Texto extraído ->
----------

O psicólogo Igor Barros destaca que esse é um momento de autodescoberta e reconexão. “A melhor coisa a fazer é se reconectar com as amizades distanciadas, recriar a apresentação pessoal e trabalhar o psicológico quanto ao que ficou da separação”, ressalta.
Na avaliação do psiquiatra Alisson Marques, na maioria das vezes, existia uma crise na relação que foi acentuada com a pandemia. “O isolamento nos fez entrar em contato com algumas vulnerabilidades enquanto seres humanos que, até então, não pensávamos ou não tínhamos tempo para pensar a respeito. A própria disponibilidade de um tempo com a questão interna impactou em alguns casais que perceberem que aquela relação já não mais satisfazia”, diz o médico.
A psicóloga Mônica Almeida faz essa mesma análise. “As maiores causas de divórcio são problemas internos. Mas, se temos um fator externo, claro que isso atiça muito mais”, reitera. “Quando você priva o ser humano de liberdade, todos os seus fantasmas e a sua sombra vêm à tona”, analisa Mônica Almeida.

----------

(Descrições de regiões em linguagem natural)
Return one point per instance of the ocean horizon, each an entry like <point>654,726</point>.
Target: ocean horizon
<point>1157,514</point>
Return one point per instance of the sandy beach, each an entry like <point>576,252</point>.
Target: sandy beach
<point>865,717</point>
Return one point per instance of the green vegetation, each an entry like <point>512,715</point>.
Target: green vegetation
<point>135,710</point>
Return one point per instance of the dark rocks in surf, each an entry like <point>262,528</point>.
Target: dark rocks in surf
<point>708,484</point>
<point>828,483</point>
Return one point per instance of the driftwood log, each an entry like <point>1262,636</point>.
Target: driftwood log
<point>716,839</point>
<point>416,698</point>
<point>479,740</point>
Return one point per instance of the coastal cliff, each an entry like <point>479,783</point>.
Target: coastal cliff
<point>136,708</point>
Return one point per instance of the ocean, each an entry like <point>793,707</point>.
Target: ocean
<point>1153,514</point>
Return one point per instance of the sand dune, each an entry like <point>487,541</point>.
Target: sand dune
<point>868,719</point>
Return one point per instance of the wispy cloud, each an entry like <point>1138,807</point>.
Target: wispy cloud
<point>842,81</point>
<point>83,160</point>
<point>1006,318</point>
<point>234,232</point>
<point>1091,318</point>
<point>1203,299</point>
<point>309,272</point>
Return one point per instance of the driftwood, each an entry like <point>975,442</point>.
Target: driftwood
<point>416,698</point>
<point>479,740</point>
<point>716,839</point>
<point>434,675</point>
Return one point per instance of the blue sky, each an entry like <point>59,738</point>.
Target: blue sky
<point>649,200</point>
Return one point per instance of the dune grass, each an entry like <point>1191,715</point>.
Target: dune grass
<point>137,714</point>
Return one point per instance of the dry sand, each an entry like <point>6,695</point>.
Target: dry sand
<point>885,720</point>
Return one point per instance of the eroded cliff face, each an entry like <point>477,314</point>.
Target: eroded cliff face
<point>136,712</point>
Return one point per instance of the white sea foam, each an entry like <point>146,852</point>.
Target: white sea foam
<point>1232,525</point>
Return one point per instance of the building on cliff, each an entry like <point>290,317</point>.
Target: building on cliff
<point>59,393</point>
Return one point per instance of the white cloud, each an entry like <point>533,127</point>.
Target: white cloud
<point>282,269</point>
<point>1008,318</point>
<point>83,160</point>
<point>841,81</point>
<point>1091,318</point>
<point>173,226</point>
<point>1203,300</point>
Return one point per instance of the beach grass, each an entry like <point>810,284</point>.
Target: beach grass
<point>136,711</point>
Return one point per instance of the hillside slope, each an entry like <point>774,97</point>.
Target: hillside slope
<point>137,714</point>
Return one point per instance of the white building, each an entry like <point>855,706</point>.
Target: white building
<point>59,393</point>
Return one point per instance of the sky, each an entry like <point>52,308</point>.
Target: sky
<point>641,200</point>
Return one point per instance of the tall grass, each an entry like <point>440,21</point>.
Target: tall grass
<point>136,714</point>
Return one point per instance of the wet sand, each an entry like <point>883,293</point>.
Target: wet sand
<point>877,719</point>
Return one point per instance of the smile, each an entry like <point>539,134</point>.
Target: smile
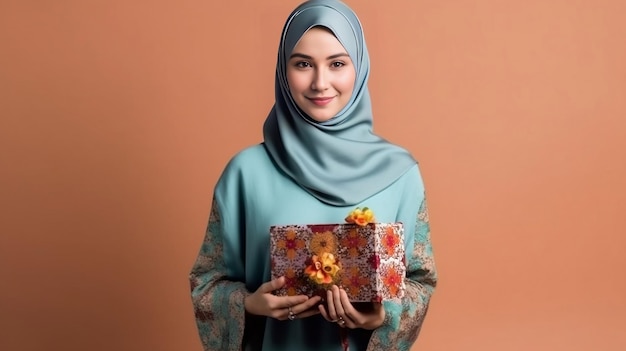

----------

Tarefa 1 -> Liste todos os especialistas citados no texto sobre separações de casais na pandemia, com a profissão de cada um.
Tarefa 2 -> Reescreva o trecho do texto sobre separações de casais na pandemia de "A psicóloga Mônica" até "analisa Mônica Almeida.", trocando "divórcio" por "separação".
Tarefa 3 -> Dê continuidade ao texto sobre separações de casais na pandemia, partindo da última frase apresentada.

Resposta 1 ->
Igor Barros, psicólogo
Alisson Marques, psiquiatra
Mônica Almeida, psicóloga

Resposta 2 ->
A psicóloga Mônica Almeida faz essa mesma análise. “As maiores causas de separação são problemas internos. Mas, se temos um fator externo, claro que isso atiça muito mais”, reitera. “Quando você priva o ser humano de liberdade, todos os seus fantasmas e a sua sombra vêm à tona”, analisa Mônica Almeida.

Resposta 3 ->
Dor e luto
O trauma de uma separação pode trazer muito sofrimento para o ex-casal. Como se espera que o amor dure para sempre, o fim da relação pode representar uma espécie de luto. “Todo mundo se casa com a expectativa de se manter casado por muitos anos ou para a vida toda. Há uma idealização deste casamento. Então, quando se tem o divórcio, há uma desconstrução desse ideal de relação ou de família sonhada”, revela o psiquiatra Alisson Marques. O sentimento de perda é inevitável. “Muitos casais vivem de maneira muito simbiótica um com o outro e, quando um se distancia do outro, é como se parte dele se perdesse”, conclui o médico.
A professora Girlene Torres, 50, engrossou as estatísticas de 2020. Ela se separou em setembro de 2019, mas conseguiu se divorciar, legalmente, somente em julho do ano passado. “Foram 23 anos casada, uma vida. Não sei muito bem o que aconteceu. Foi uma decisão dele”, conta Girlene. Ela garante que o relacionamento não teria sobrevivido ao confinamento. “Ele não teria aguentado ficar de jeito nenhum, porque já estava dando sinais de não estar satisfeito”, diz. Girlene conta que, depois do divórcio, o ex-marido tentou reatar o casamento, mas era tarde demais. “Estou bem melhor, e namorando”, afirma.
Passo a passo
No Brasil, em 2020, houve 43.859 divórcios extrajudiciais, diretamente em cartórios de notas. Esses processos são feitos mediante uma escritura pública diretamente no cartório, na qual devem constar as disposições relativas à partilha dos bens comuns do casal. Os divorciados precisam estar de acordo com todos os termos da separação.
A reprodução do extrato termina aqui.